**Job 1:** According to the music review below, what medium was Earth Grid recorded to at home?

**Source excerpt:**
----------------------------------------

Dischord Records cult favorites Lungfish haven’t released anything since 2005’s Feral Hymns, but its members continue to channel that group’s unique energy into their recent projects. Punk rock prophet Daniel Higgs has explored distorted mouth-harp, cosmic gospel folk, and meditative chants in a string of predictably confounding solo albums. These ventures recently culminated in a welcome return to rock with The Skull Defekts’ excellent Peer Amid. Former bassist Nathan Bell, who anchored personal favorite The Unanimous Hour, occasionally echoes Lungfish’s instrumental plateaus in Human Bell. But the most elemental evocation of Lungfish’s repetitive melodies comes in guitarist Asa Osborne’s solo project Zomes, now on its second LP, Earth Grid.

There’s no getting around the surface-level simplicity of Osborne’s Zomes. Each song is a modal exploration using keyboards and tape-looped drum beats. There’s no clutter of overdubs, no latticework of intersecting melodies, no polyrhythmic swirl. Songs last as long as necessary—ranging from fifty seconds to five minutes—although a two-minute composition may feel just as long its four-minute counterpart. Recorded at home to cassette, Earth Grid’s muted lo-fi palette gives a feeling of a third-generation dub or a live performance recorded by a downstairs neighbor.

----------------------------------------

**Given records:**

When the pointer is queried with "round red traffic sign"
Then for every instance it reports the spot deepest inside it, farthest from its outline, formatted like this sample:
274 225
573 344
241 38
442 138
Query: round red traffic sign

----------------------------------------

**Job 2:** Copy out the entries that follow the review, line for line and unchanged.

**Correct answer 1:** Cassette.

**Correct answer 2:**
When the pointer is queried with "round red traffic sign"
Then for every instance it reports the spot deepest inside it, farthest from its outline, formatted like this sample:
274 225
573 344
241 38
442 138
Query: round red traffic sign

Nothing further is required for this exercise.